== DATA FOR THIS EXERCISE
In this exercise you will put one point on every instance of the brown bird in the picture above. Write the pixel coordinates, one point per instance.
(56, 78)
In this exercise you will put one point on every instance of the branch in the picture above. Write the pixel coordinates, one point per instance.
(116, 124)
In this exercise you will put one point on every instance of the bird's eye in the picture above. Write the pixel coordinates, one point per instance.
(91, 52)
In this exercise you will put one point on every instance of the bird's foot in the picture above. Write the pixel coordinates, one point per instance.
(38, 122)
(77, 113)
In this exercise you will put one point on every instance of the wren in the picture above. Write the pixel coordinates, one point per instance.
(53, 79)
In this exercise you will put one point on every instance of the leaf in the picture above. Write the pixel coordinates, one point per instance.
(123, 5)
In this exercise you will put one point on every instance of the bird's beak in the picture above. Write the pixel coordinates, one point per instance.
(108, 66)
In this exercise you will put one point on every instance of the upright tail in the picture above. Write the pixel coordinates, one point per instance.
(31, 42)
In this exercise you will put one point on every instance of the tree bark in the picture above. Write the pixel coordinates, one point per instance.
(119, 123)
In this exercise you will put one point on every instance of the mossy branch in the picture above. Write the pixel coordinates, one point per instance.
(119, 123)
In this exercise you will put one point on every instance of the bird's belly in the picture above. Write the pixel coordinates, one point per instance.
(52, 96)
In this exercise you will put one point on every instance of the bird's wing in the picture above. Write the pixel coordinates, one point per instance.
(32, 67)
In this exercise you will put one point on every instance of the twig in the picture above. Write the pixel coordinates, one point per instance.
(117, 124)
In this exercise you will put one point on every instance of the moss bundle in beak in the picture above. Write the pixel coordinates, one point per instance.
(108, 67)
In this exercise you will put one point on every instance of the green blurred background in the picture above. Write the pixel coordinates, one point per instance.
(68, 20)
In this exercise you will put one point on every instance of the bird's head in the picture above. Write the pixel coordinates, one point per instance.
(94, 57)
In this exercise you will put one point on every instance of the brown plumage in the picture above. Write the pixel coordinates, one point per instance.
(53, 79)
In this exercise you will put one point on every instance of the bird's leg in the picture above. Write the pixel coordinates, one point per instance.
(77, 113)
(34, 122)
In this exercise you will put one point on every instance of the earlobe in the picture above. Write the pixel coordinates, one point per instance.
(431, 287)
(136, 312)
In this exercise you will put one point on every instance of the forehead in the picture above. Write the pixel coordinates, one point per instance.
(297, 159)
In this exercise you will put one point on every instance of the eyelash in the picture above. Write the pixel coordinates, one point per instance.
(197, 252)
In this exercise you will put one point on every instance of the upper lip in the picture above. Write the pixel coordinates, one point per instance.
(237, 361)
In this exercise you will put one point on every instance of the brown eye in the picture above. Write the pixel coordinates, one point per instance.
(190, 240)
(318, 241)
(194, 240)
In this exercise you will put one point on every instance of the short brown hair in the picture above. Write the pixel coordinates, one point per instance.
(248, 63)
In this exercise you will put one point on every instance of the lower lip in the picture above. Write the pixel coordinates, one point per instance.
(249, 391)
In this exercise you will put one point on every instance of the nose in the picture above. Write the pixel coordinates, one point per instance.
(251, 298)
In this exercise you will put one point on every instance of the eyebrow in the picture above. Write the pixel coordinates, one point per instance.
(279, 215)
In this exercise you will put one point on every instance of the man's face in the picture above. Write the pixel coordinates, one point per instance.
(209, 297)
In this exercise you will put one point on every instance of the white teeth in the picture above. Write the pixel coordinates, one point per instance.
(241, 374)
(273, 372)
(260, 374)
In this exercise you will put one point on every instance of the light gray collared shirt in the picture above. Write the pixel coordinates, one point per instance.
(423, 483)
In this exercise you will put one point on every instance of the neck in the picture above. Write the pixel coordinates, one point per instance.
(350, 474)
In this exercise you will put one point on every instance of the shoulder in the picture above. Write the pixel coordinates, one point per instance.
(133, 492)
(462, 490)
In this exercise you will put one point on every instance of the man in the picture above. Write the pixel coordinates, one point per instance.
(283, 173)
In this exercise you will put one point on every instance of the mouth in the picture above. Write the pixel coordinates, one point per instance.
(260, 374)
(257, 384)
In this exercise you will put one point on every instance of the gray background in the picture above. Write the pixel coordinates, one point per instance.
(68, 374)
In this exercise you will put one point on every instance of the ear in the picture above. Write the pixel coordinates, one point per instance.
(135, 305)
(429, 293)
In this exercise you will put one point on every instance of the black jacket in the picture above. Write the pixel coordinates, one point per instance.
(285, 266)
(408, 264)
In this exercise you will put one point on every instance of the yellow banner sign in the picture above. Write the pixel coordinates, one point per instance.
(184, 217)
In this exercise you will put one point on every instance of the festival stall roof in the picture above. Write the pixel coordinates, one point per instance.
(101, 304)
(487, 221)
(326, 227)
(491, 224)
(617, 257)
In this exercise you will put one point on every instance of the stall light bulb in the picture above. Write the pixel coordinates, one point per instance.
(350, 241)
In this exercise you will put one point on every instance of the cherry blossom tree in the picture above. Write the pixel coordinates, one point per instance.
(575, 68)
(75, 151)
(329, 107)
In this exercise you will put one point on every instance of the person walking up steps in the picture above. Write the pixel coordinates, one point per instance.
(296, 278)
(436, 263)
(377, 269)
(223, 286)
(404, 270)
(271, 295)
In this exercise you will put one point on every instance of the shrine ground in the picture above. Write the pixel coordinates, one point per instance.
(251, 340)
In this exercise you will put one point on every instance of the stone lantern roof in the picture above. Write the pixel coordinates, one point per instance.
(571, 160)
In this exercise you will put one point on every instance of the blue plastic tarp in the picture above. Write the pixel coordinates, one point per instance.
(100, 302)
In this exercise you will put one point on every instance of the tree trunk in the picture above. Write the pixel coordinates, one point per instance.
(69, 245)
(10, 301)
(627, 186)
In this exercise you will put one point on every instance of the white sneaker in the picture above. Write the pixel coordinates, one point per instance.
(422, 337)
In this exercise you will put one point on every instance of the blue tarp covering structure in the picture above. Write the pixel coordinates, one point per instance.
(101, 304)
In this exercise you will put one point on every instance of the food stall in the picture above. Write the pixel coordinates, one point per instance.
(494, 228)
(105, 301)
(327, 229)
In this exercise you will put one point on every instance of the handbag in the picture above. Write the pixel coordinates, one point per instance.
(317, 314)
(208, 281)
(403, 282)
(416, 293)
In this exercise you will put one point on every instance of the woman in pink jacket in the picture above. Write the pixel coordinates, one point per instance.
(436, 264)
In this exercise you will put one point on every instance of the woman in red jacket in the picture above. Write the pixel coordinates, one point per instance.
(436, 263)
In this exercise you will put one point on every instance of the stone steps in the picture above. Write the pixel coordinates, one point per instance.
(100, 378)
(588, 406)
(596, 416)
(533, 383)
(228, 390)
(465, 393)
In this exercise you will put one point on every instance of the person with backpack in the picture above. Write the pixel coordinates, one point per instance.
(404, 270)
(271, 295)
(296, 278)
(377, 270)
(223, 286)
====
TASK PROMPT: Would you restate the material above word for word?

OUTPUT FOR THIS EXERCISE:
In this exercise you will put one point on every instance of the brown bird in the picture above. Write the pixel coordinates, one point per instance.
(56, 78)
In this exercise you will put one point on every instance of the branch in the picture above. Write the pixel coordinates, one point per instance.
(116, 124)
In this exercise you will put one point on every instance of the bird's eye in the picture above. Write the pixel coordinates, one point per instance.
(91, 52)
In this exercise you will put one point on every instance of the bird's foot in the picture above. Write the pixel coordinates, one point per instance.
(38, 122)
(77, 113)
In this exercise you will put one point on every instance of the wren in the picture above. Write the pixel coordinates, one point per instance.
(53, 79)
In this exercise you will put one point on every instance of the leaf in the picture above. Write the pixel coordinates, one point per instance.
(123, 5)
In this exercise you will put one point on every instance of the bird's beak in the picture above. Write the pixel coordinates, one point per instance.
(108, 66)
In this exercise you will put one point on every instance of the upright tail in the picture above. Write the pixel coordinates, one point per instance.
(31, 42)
In this exercise you will put one point on every instance of the tree bark in the picture above. Write the pixel coordinates, one point per instance.
(119, 123)
In this exercise you will put one point on every instance of the mossy branch in the picture above. Write the pixel coordinates, one point per instance.
(119, 123)
In this exercise you will put one point on every instance of the bird's belly in the picture above. Write the pixel coordinates, one point per instance.
(52, 96)
In this exercise you will put one point on every instance of the bird's wing in the picture above. Write the pixel coordinates, one point per instance.
(32, 67)
In this exercise you will put one point on every instance of the twig in the picture above. Write the pixel coordinates, one point per instance.
(117, 124)
In this exercise you will put one point on every instance of the moss bundle in beak in the picture above. Write the pixel coordinates, one point per instance.
(108, 67)
In this exercise you will put one point on every instance of the green blurred background in the picture above. Write the pixel coordinates, one point per instance.
(68, 20)
In this exercise you will put one point on every instance of the bird's head in the picture above. Write the pixel coordinates, one point per instance.
(94, 57)
In this exercise you will put one point on every instance of the brown plumage in the picture above. Write the pixel coordinates, one point per instance.
(53, 79)
In this exercise you will put one point on every instance of the bird's leg in the picture above. Write the pixel coordinates, one point per instance.
(77, 113)
(34, 122)
In this exercise you will put one point on every instance of the earlobe in the picture above. Write the pixel coordinates, one point per instance.
(431, 287)
(136, 312)
In this exercise you will put one point on every instance of the forehead in the picture above. Write the pixel coordinates, one point per instance.
(297, 159)
In this exercise you will put one point on every instance of the eyelash in the picture above. Write the pixel coordinates, one point per instance.
(197, 252)
In this exercise you will put one point on every instance of the upper lip in the picture above. Write the pixel coordinates, one point per instance.
(237, 361)
In this exercise you will put one point on every instance of the brown eye in the picture above. Write the pixel coordinates, one point per instance.
(190, 240)
(318, 241)
(194, 240)
In this exercise you will put one point on every instance of the short brown hair in the picture above. Write the pixel coordinates, one point per instance.
(248, 63)
In this exercise you will put one point on every instance of the lower lip in the picture above. Write the pixel coordinates, one point per instance.
(249, 391)
In this exercise you will put one point on every instance of the nose in the picture above. Write the pixel coordinates, one point per instance.
(251, 298)
In this exercise you will put one point on every instance of the eyebrow in the picture above. Write the pixel coordinates, one point per instance.
(279, 215)
In this exercise you will put one point on every instance of the man's face in the picture above. Write the pixel coordinates, one point per instance.
(209, 297)
In this exercise you will put one point on every instance of the white teeth in the picture above. Write the pixel coordinates, one point per instance.
(241, 374)
(273, 372)
(260, 374)
In this exercise you will put one point on every instance of the light gray collared shirt in the picture above. Write the pixel coordinates, one point per instance.
(423, 483)
In this exercise you will put one point on every instance of the neck in the picture above. Write the pixel coordinates, one point per instance.
(350, 474)
In this exercise you will put one point on every instance of the shoulder in the picture above. Write the pixel coordinates, one point per instance.
(133, 492)
(462, 490)
In this exercise you will put one point on every instance of the man in the picture above. Write the pixel coordinates, one point per instance.
(283, 173)
In this exercise you will put one point on every instance of the mouth in the picture above. Write the pixel coordinates, one point per instance.
(260, 374)
(257, 384)
In this exercise you will put one point on every instance of the gray background in the picture above. Write the pixel coordinates, one point per instance.
(68, 374)
In this exercise you will put one point on every instance of the ear in the picture above. Write the pixel coordinates, one point per instance.
(135, 305)
(429, 293)
In this exercise you will put one point on every instance of the black jacket in the picture above. Write the pixel coordinates, one point per instance.
(285, 266)
(408, 264)
In this exercise you will put one point on every instance of the yellow banner sign in the picture above. Write the pixel coordinates, one point per instance.
(184, 217)
In this exercise you will put one point on every instance of the festival stall roof in the picture above. Write the pixel coordinates, one point per instance.
(101, 304)
(487, 221)
(326, 227)
(491, 224)
(617, 257)
In this exercise you will put one point on every instance of the stall light bulb in the picture above. Write the pixel coordinates, one point per instance.
(350, 241)
In this exercise you will put one point on every instance of the cherry blossom tree in the picture above. Write the pixel coordinates, one point per instance.
(575, 68)
(75, 151)
(329, 107)
In this exercise you will put one point on every instance of the person walking up steps in the picture above. Write the pixel coordinates, one point per instance.
(296, 278)
(436, 263)
(377, 269)
(223, 286)
(404, 270)
(271, 295)
In this exercise you will put one point on every instance of the shrine ground in the picture above. Write the pixel coordinates, one point per instance.
(251, 340)
In this exercise you will put one point on every instance of the stone lantern roof in the picture above. Write the pixel coordinates, one point per instance.
(571, 160)
In this exercise you will put one point on every instance of the blue plastic tarp in the picture above. Write the pixel coordinates, one point per instance.
(100, 302)
In this exercise you will put one point on every instance of the tree trunk in the picture above. Write the pixel coordinates, one point per instance.
(69, 245)
(10, 301)
(627, 186)
In this exercise you will put one point on every instance of the white sneaker in the picture above. Write the pixel coordinates, one point per instance.
(422, 337)
In this exercise you will put one point on every instance of the blue tarp covering structure in the picture above. Write the pixel coordinates, one point per instance.
(101, 304)
In this exercise you will put one point on every instance of the food stall in the picture above. Write the pixel coordinates, one point per instance.
(494, 228)
(105, 301)
(327, 229)
In this exercise you will put one point on every instance of the handbag in the picture above. Write the pixel coordinates, one point per instance.
(317, 314)
(208, 281)
(403, 282)
(416, 293)
In this exercise you will put one point on every instance of the woman in pink jacket in the picture above. Write the pixel coordinates, one point per instance.
(436, 264)
In this exercise you will put one point on every instance of the woman in red jacket in the picture above. Write the pixel coordinates, one point per instance.
(436, 263)
In this exercise you will put one point on every instance of the stone steps in the picture above. Write the pixel coordinates, one point per instance.
(100, 378)
(588, 406)
(596, 416)
(533, 383)
(228, 390)
(465, 393)
In this exercise you will put one point on every instance of the person with backpack in the picture above. Write the pixel coordinates, one point per instance.
(404, 270)
(271, 295)
(296, 278)
(377, 270)
(223, 286)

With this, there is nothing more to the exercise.